◆ WHAT THE EXERCISE ASKS
Return the following lines verbatim, with no alteration to any character.

# START OF DATA ROWS

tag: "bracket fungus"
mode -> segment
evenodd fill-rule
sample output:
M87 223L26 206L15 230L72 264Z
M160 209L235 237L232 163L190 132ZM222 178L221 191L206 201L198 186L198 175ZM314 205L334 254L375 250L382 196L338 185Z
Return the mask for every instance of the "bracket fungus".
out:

# END OF DATA ROWS

◆ RESPONSE TO THE EXERCISE
tag: "bracket fungus"
mode -> segment
evenodd fill-rule
sample output:
M87 223L26 206L15 230L72 264Z
M160 209L235 237L232 163L190 132ZM222 178L221 191L206 201L198 186L198 175ZM314 205L334 254L375 250L382 196L338 185Z
Return the mask for every instance of the "bracket fungus".
out:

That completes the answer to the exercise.